EXCERPT:
::::

MADRID (Reuters) - Spain's BBVA BBVA.MC on Wednesday forecast an improvement of core revenues in the second half of 2020 thanks to a recovery in new retail loans and lower cost of insuring its loan book for the year.
BBVA lowered its estimate for insuring its cost of risk for the full year to between 150 and 160 basis points from earlier 150-180 basis point range, citing better than expected performance of loan deferrals in Mexico, its main market.
Shares in BBVA led the gainers in the blue chip index Ibex-35 .IBEX with a rise of more than 4%.
At the end of July, Spain’s second-biggest bank reported a 50% slump in second-quarter net profit on one-off charges related to the COVID-19 pandemic and a weak performance of its business in Mexico.
On Wednesday, BBVA said it expected its cost of risk in Mexico to be significantly lower than the 495 basis point estimate from June.
The lender also said it expected its capital buffer to exceed by 225 to 275 basis points the tier-1 capital ratio fully loaded requirement, the strictest measure of solvency.
BBVA planned to resume returning capital to shareholders once COVID-19 uncertainties dissipated and supervisory recommendation to suspend dividend payments was lifted, it said in a presentation to the Spanish supervisor.
The bank reiterated on Wednesday that both dividend and share buybacks would be considered.
In July, the bank’s chief executive Onur Genç said rather than resuming scrip dividends payable in new shares, BBVA would pay dividends in cash.

::::

SUPPLIED DATA:
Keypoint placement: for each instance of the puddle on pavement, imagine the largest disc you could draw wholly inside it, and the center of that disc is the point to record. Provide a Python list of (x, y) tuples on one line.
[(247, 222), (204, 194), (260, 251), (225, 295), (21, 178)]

::::

WHAT YOU WILL DO:
[1] Decide whether each statement below agrees with the BBVA article. Answer yes or no for each, and quote the deciding words of the article.
(a) BBVA raised its estimate of its cost of risk for the full year.
(b) BBVA shares rose by more than 4%.
(c) BBVA would resume scrip dividends payable in new shares.
[2] Set down the stretch of the BBVA article from "The lender also" through "measure of solvency.", word for word.

REPLIES:
[1]
(a) No: "BBVA lowered its estimate for insuring its cost of risk for the full year to between 150 and 160 basis points from earlier 150-180 basis point range"
(b) Yes: "Shares in BBVA led the gainers in the blue chip index Ibex-35 .IBEX with a rise of more than 4%."
(c) No: "rather than resuming scrip dividends payable in new shares, BBVA would pay dividends in cash"

[2]
The lender also said it expected its capital buffer to exceed by 225 to 275 basis points the tier-1 capital ratio fully loaded requirement, the strictest measure of solvency.